**Selected text:**
HIGH_PRIORITY_CLASS                   REALTIME_PRIORITY_CLASS
-304 cycles, empty                     -48 cycles, empty
-44 cycles, mov eax,1                 -44 cycles, mov eax,1
-44 cycles, mov eax,1 mov eax,2       -44 cycles, mov eax,1 mov eax,2
-48 cycles, nops 4                    -40 cycles, nops 4
-28 cycles, mul ecx                   -36 cycles, mul ecx
-44 cycles, rol ecx,32               -260 cycles, rol ecx,32
-20 cycles, rcr ecx,31                -20 cycles, rcr ecx,31
   8 cycles, div ecx                    16 cycles, div ecx
   0 cycles, StrLen                     -8 cycles, StrLen


When line 101 in counter2.asm was changed:
from:    jnz   @B                  ;; End of reference loop
to:      jnz   $-40h               ;; End of reference loop

and c2test2.exe reassembled:


HIGH_PRIORITY_CLASS                    REALTIME_PRIORITY_CLASS
 0 cycles, empty                        0 cycles, empty
-4 cycles, mov eax,1                   -4 cycles, mov eax,1
-4 cycles, mov eax,1 mov eax,2         -4 cycles, mov eax,1 mov eax,2
 0 cycles, nops 4                       0 cycles, nops 4
12 cycles, mul ecx                     12 cycles, mul ecx
-4 cycles, rol ecx,32                  -4 cycles, rol ecx,32
20 cycles, rcr ecx,31                  20 cycles, rcr ecx,31
56 cycles, div ecx                     56 cycles, div ecx
40 cycles, StrLen                      40 cycles, StrLen


Cycles are nearly double those given by timers.asm but make more sense to me.

Abel

MichaelW

For several reasons, you cannot get good cycle counts for instruction sequences that execute in less than a few cycles. Usually, a negative count indicates that the system interrupted the reference loop. Unless your system is busy doing something intensive (in which case you should not be trying to time code), you can eliminate most of these problems by delaying for a few seconds before starting the first timing loop, to allow disk cache, etc activity to subside.

The second set of macros use a very different method than the first set. They seem to work better for timing code that executes in only a few clock cycles, and they generally provide more repeatable results, but I have reservations about using them after seeing them reverse the relative positions of your rand32 code and Lingo's, compared to the first set of timing macros.
eschew obfuscation

**Stated goal:**
Answer these questions about the cycle-timing thread above:
1. In the first table, how many cycles are listed for rol ecx,32 under REALTIME_PRIORITY_CLASS?
2. What was line 101 in counter2.asm changed to?
3. What does a negative count usually indicate?

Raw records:

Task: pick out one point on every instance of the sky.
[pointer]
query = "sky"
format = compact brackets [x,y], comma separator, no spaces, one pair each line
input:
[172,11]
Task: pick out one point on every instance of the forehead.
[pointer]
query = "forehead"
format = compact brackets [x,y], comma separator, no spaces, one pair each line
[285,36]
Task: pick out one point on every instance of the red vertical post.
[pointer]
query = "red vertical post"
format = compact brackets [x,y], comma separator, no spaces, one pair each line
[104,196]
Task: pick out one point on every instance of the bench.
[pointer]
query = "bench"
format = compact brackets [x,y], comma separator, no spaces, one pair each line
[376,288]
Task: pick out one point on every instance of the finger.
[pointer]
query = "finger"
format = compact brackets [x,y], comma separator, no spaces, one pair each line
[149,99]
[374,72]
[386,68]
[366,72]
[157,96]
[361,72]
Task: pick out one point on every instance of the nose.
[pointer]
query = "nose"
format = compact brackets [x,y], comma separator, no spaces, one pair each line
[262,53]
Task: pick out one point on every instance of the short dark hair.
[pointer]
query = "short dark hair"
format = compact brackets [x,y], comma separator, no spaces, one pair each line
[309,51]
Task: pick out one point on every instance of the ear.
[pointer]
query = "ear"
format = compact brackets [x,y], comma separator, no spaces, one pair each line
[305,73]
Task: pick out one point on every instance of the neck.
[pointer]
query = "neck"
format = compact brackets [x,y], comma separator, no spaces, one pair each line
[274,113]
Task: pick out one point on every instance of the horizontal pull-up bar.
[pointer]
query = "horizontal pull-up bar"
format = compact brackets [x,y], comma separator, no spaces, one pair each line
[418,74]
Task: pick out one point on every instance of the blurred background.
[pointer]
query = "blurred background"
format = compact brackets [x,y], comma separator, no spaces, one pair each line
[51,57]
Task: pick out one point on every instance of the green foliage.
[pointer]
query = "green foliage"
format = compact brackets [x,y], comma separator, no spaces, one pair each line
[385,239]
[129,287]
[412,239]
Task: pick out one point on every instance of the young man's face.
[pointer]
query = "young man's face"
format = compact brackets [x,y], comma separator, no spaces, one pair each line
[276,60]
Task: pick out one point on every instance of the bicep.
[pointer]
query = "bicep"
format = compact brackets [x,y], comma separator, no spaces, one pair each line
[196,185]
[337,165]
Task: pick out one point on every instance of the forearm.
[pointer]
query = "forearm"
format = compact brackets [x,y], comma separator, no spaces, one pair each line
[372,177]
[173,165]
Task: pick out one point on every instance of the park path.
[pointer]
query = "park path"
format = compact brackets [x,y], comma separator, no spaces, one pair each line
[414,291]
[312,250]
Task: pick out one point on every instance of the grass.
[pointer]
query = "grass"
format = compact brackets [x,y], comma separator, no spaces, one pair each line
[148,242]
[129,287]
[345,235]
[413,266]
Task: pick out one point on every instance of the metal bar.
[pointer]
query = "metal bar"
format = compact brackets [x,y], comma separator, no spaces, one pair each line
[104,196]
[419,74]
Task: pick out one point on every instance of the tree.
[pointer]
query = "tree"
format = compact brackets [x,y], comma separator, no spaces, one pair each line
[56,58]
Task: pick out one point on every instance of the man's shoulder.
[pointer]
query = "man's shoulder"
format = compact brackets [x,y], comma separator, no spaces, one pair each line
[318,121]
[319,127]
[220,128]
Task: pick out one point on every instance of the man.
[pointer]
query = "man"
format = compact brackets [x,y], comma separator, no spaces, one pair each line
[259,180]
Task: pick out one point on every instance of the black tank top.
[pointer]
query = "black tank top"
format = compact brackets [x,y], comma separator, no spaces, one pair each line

**Reply:**
1. -260 cycles
2. jnz $-40h
3. It usually indicates that the system interrupted the reference loop.